MATERIAL FOR THIS EXERCISE:
-*-

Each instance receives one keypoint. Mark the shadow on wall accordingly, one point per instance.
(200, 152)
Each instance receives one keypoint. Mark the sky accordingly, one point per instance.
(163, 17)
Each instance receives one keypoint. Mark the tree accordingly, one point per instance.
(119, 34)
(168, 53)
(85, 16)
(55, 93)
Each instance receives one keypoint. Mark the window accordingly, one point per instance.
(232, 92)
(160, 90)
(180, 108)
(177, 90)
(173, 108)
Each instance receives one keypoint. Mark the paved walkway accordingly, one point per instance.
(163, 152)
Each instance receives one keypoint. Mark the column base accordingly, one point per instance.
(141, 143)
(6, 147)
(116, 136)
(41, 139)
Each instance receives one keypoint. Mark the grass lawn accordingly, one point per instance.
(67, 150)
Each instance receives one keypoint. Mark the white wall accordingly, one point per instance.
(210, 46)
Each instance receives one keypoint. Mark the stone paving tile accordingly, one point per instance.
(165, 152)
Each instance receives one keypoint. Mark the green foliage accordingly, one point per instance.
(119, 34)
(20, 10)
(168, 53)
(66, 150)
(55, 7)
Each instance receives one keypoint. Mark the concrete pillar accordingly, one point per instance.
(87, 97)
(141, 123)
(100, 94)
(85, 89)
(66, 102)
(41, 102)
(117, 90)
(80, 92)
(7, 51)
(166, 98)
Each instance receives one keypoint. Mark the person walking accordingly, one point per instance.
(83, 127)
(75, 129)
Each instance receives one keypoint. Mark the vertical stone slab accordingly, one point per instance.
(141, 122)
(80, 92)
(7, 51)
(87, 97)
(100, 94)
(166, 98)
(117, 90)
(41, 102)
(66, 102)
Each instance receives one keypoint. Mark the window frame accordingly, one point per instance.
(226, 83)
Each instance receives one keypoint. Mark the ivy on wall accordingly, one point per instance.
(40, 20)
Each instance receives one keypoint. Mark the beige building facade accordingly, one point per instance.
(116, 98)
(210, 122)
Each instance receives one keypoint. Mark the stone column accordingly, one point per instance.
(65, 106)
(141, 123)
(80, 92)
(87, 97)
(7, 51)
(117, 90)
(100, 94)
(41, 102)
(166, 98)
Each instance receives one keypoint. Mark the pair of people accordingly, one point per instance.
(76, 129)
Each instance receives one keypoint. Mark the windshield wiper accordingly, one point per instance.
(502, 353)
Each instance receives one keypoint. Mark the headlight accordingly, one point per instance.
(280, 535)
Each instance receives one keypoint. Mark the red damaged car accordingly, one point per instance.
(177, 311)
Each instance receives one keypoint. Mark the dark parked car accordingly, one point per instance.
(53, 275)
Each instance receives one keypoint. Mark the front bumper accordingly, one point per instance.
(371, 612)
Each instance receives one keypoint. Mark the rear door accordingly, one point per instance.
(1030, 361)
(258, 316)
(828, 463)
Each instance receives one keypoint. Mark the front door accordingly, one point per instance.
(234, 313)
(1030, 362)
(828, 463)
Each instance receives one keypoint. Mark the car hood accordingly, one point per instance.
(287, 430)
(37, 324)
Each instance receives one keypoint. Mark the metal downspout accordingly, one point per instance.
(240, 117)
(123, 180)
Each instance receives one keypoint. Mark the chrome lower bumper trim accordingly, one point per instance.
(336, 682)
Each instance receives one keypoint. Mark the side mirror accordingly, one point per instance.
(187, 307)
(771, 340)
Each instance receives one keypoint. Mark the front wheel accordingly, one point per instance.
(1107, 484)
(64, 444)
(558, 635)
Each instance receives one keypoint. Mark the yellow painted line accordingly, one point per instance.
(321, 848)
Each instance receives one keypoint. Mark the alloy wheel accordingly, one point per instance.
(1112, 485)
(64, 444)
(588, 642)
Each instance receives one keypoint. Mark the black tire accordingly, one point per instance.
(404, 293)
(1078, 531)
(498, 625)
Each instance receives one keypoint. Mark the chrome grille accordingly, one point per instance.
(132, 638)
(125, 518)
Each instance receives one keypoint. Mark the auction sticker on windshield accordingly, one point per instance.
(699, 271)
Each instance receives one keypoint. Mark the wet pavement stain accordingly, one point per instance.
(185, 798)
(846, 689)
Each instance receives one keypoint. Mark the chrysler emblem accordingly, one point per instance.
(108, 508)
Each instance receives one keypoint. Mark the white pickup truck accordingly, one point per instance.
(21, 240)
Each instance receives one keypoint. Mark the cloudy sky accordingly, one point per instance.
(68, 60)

-*-

DIRECTIONS FOR THIS TASK: Render every line of the listing as a JSON list of strings, one string per line, leaving out blank lines.

TASK OUTPUT:
[
  "Each instance receives one keypoint. Mark the shadow on wall accordingly, one point per instance.",
  "(200, 152)",
  "Each instance receives one keypoint. Mark the sky accordingly, one point per instance.",
  "(163, 17)",
  "Each instance receives one keypoint. Mark the tree accordingly, one point per instance.",
  "(119, 34)",
  "(168, 53)",
  "(85, 16)",
  "(55, 93)",
  "Each instance receives one keypoint. Mark the window accordingly, one point per instance.",
  "(232, 92)",
  "(160, 90)",
  "(180, 108)",
  "(177, 90)",
  "(173, 108)",
  "Each instance receives one keypoint. Mark the paved walkway accordingly, one point per instance.",
  "(163, 152)",
  "Each instance receives one keypoint. Mark the column base accordingly, one point per instance.",
  "(141, 143)",
  "(6, 147)",
  "(116, 136)",
  "(41, 139)",
  "Each instance receives one keypoint. Mark the grass lawn accordingly, one point per instance.",
  "(67, 150)",
  "Each instance receives one keypoint. Mark the white wall accordingly, one point per instance.",
  "(210, 46)",
  "Each instance receives one keypoint. Mark the stone paving tile accordingly, one point per instance.",
  "(165, 152)",
  "Each instance receives one keypoint. Mark the green foliage accordingly, one point per instance.",
  "(119, 34)",
  "(20, 10)",
  "(168, 53)",
  "(66, 150)",
  "(55, 7)",
  "Each instance receives one keypoint. Mark the concrete pillar accordingly, one point per instance.",
  "(87, 97)",
  "(141, 123)",
  "(100, 94)",
  "(85, 89)",
  "(66, 102)",
  "(41, 102)",
  "(117, 90)",
  "(80, 92)",
  "(7, 51)",
  "(166, 98)",
  "Each instance receives one keypoint. Mark the person walking accordingly, one point per instance.",
  "(83, 127)",
  "(75, 129)",
  "Each instance receives one keypoint. Mark the vertical stone slab accordingly, one point per instance.",
  "(141, 122)",
  "(80, 92)",
  "(7, 51)",
  "(87, 97)",
  "(100, 94)",
  "(166, 98)",
  "(117, 90)",
  "(41, 102)",
  "(66, 102)",
  "Each instance receives one keypoint. Mark the window frame accordingly, one point per instance.",
  "(226, 83)",
  "Each instance receives one keypoint. Mark the ivy on wall accordingly, one point per instance.",
  "(40, 20)",
  "Each instance receives one keypoint. Mark the beige building facade accordingly, one point per instance.",
  "(116, 98)",
  "(210, 122)",
  "Each instance receives one keypoint. Mark the stone column accordingly, one point per instance.",
  "(65, 106)",
  "(141, 123)",
  "(80, 92)",
  "(87, 97)",
  "(7, 51)",
  "(117, 90)",
  "(100, 94)",
  "(41, 102)",
  "(166, 98)",
  "Each instance receives one keypoint. Mark the pair of people accordingly, one point per instance.",
  "(76, 129)",
  "Each instance receives one keypoint. Mark the windshield wiper accordingly, one point per instance.",
  "(502, 353)",
  "Each instance receives one keypoint. Mark the headlight accordingly, one point per instance.",
  "(280, 535)",
  "Each instance receives one keypoint. Mark the red damaged car accordingly, one point per instance.",
  "(177, 311)",
  "Each instance receives one keypoint. Mark the dark parked car accordingly, one point per instance.",
  "(53, 275)",
  "Each instance receives one keypoint. Mark the front bumper accordingly, one point per instance.",
  "(371, 612)",
  "Each instance receives one keypoint. Mark the rear door accordingly, one point per instance.",
  "(1030, 361)",
  "(258, 316)",
  "(828, 463)",
  "Each instance receives one keypoint. Mark the front door accordingly, one point per instance.",
  "(234, 313)",
  "(1030, 362)",
  "(828, 463)",
  "Each instance receives one keypoint. Mark the car hood accordingly, one point per instance.",
  "(287, 430)",
  "(37, 324)",
  "Each instance receives one keypoint. Mark the metal downspout accordingly, one point per instance.",
  "(240, 117)",
  "(123, 180)",
  "Each instance receives one keypoint. Mark the chrome lower bumper trim accordingly, one point per instance.",
  "(336, 682)",
  "Each instance receives one keypoint. Mark the side mirror accordingly, one point per instance.",
  "(187, 307)",
  "(771, 340)",
  "Each instance receives one keypoint. Mark the front wheel accordingly, one point per instance.",
  "(1107, 484)",
  "(64, 444)",
  "(558, 635)",
  "Each instance receives one keypoint. Mark the yellow painted line accordingly, one point per instance.",
  "(321, 848)",
  "Each instance receives one keypoint. Mark the alloy wheel accordingly, one point per instance.",
  "(1112, 485)",
  "(64, 444)",
  "(588, 642)",
  "Each instance receives one keypoint. Mark the black tire accordingly, one point per instance.",
  "(404, 293)",
  "(1078, 531)",
  "(498, 625)",
  "Each instance receives one keypoint. Mark the chrome grille accordingly, one point per instance.",
  "(132, 638)",
  "(125, 518)",
  "Each instance receives one keypoint. Mark the auction sticker on windshield accordingly, one point per instance.",
  "(699, 271)",
  "Each instance receives one keypoint. Mark the wet pavement stain accordingly, one point per instance.",
  "(185, 798)",
  "(846, 689)",
  "Each instance receives one keypoint. Mark the chrysler emblem accordingly, one point per instance.",
  "(108, 508)",
  "Each instance receives one keypoint. Mark the white pickup truck accordingly, one point per instance.",
  "(21, 240)",
  "Each instance receives one keypoint. Mark the cloudy sky accordingly, one point per instance.",
  "(68, 60)"
]